**Document section**:

WILLIAMSBURG At Home opened in Merchants Square in June, as the Craft House at the Inn closed its doors after decades of service to foundation customers. The new store merges Colonial Williamsburg's casual and formal home furnishing collections. In March, Williamsburg Celebrations began business in Merchants Square, offering collectibles and garden accessories in the space formerly occupied by WILLIAMSBURG Pure Simple Today.

The retail stores, catalog, and e-commerce operations unified their message under the umbrella "WILLIAMSBURG Marketplace," as the division made communications more cohesive and expanded guest service.

The Visitor Center store, opposite the bookstore at the north entrance, was renamed Revolutions.

Direct marketing achieved record revenue results through strong holiday sales and growth on the Web site: www.williamsburgmarketplace.com.

Launches of the Language of the Garden fabric collection by Waverly, and the WILLIAMSBURG Color Collection by Pratt & Lambert paints, highlighted the licensing year.

The Waverly agreement added supportive products to the licensee line, and the Pratt & Lambert collaboration extends WILLIAMSBURG to more retailers and includes thirty-eight new colors.

The foundation's home furnishings offerings also grew with the additions of licensees Global Views for decorative accessories, NDI for permanent botanicals, and Oriental Accent for lighting.

**Work to complete**: For each statement below, answer yes or no according to the store report, and quote the deciding words from it: (a) The Visitor Center store took the name Revolutions. (b) Williamsburg Celebrations opened in Merchants Square in June. (c) The Pratt & Lambert collaboration includes thirty-eight new colors.

Dataset entries
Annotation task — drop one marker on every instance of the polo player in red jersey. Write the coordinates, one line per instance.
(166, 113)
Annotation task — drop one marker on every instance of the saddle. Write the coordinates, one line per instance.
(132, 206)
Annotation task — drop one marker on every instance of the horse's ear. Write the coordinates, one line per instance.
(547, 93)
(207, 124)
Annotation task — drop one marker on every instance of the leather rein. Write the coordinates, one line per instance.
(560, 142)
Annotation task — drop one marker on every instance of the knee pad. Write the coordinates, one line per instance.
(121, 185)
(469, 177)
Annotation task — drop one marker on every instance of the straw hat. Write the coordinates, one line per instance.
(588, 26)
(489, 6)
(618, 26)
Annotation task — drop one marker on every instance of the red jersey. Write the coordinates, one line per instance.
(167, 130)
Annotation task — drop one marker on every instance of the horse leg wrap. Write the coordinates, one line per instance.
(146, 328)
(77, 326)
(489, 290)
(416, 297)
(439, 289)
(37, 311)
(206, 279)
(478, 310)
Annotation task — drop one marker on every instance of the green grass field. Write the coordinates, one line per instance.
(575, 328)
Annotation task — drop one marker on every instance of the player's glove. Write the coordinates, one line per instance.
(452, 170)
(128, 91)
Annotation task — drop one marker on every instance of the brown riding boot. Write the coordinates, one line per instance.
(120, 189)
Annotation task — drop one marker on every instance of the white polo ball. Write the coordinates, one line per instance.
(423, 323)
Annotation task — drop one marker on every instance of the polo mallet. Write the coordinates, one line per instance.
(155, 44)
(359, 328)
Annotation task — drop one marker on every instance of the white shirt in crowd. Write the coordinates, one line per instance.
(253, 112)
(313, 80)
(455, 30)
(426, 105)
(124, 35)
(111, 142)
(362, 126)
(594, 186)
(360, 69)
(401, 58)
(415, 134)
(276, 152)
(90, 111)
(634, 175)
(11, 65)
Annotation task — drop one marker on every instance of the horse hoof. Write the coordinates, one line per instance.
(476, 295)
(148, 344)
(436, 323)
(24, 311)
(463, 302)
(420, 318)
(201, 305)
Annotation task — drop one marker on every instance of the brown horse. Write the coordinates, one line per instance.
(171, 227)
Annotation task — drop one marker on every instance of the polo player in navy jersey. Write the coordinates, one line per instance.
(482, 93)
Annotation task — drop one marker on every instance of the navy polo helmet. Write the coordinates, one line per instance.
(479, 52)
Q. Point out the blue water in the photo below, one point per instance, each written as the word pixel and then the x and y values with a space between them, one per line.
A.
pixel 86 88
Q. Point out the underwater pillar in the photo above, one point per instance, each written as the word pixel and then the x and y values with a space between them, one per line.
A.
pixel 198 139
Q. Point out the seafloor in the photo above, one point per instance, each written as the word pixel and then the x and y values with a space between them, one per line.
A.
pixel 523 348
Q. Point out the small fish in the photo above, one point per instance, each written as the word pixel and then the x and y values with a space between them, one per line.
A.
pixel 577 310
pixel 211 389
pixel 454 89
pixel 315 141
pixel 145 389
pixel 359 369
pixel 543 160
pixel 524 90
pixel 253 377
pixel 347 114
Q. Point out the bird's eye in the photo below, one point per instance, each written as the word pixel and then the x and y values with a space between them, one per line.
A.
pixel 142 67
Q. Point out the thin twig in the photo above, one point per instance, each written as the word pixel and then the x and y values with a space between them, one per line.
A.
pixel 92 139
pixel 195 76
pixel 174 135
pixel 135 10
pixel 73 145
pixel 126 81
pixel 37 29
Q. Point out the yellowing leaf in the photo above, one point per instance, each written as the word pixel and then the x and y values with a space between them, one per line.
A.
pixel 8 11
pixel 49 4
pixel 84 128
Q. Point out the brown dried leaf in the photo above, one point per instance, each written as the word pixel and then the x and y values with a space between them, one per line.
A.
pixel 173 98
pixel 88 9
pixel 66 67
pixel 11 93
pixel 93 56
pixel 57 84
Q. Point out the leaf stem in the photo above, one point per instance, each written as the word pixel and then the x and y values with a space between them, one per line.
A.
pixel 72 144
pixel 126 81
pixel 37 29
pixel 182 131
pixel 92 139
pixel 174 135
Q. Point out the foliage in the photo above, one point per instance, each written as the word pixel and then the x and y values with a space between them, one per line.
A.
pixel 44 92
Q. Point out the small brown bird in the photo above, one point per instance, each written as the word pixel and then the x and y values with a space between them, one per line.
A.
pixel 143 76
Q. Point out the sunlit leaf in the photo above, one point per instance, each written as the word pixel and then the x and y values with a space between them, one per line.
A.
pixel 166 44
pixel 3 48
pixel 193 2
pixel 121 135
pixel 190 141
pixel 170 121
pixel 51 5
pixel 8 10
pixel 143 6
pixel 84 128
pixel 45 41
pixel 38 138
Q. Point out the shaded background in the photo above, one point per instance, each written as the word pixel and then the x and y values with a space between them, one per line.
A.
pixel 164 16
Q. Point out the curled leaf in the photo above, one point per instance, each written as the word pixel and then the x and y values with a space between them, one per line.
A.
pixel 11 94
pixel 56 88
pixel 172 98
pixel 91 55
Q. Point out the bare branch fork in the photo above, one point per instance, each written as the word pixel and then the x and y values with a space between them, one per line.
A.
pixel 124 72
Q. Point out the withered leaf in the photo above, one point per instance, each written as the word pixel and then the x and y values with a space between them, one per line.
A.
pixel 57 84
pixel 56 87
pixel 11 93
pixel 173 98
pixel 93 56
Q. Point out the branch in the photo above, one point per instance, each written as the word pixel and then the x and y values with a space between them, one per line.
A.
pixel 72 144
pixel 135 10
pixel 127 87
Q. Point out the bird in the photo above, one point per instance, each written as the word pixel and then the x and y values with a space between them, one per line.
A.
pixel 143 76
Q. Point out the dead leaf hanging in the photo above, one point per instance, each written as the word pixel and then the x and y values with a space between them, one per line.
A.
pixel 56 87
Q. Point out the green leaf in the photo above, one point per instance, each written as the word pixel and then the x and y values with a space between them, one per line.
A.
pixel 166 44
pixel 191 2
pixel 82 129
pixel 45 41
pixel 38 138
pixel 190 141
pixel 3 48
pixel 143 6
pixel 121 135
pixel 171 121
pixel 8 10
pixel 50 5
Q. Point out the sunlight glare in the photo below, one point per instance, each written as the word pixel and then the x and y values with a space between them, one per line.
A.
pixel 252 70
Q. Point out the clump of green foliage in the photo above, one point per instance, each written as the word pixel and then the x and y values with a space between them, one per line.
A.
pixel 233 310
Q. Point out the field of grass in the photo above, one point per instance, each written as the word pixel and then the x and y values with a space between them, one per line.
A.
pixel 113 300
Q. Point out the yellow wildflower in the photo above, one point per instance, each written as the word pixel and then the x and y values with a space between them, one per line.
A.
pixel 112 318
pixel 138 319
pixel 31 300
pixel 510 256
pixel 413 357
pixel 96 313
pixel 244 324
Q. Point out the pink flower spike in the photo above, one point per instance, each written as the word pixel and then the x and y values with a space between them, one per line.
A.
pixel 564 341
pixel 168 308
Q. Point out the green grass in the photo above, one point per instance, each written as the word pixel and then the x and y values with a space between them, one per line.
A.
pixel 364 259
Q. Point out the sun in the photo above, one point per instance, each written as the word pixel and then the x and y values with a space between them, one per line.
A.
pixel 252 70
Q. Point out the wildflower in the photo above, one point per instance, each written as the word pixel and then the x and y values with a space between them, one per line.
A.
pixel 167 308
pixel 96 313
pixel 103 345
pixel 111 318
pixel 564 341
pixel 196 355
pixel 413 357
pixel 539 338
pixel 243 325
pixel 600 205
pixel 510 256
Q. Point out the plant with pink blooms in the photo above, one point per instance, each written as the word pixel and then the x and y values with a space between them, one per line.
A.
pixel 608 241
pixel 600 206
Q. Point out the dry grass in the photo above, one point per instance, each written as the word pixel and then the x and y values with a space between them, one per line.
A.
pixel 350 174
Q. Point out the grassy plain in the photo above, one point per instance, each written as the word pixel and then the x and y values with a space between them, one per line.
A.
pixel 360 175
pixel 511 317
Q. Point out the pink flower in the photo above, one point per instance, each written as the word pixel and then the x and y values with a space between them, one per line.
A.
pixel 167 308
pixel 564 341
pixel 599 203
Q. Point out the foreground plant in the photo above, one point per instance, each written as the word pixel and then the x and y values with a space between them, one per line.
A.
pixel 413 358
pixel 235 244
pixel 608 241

**Answer box**:
(a) Yes: "was renamed Revolutions."
(b) No: "In March, Williamsburg Celebrations began business in Merchants Square"
(c) Yes: "includes thirty-eight new colors"